Extracted data =
:::
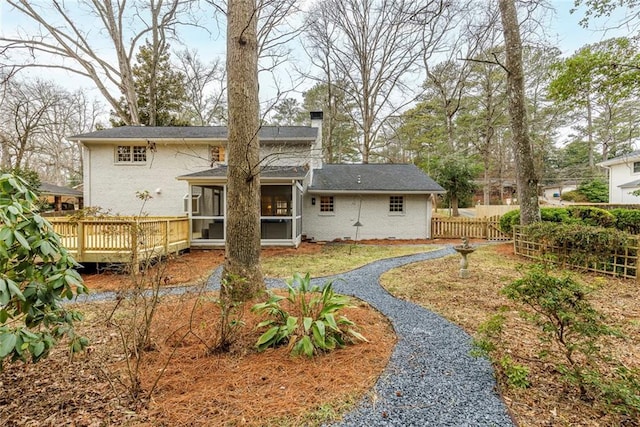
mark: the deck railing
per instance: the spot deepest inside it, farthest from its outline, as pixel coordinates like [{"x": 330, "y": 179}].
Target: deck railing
[
  {"x": 473, "y": 228},
  {"x": 122, "y": 239}
]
:::
Task item =
Should the entries hold any pictures, please omit those and print the remaining text exactly.

Solution to the exercise =
mark: the deck railing
per instance: the spot deepest inside it, farthest from its outline, as pixel coordinates like [{"x": 330, "y": 179}].
Target: deck railing
[
  {"x": 473, "y": 228},
  {"x": 122, "y": 239}
]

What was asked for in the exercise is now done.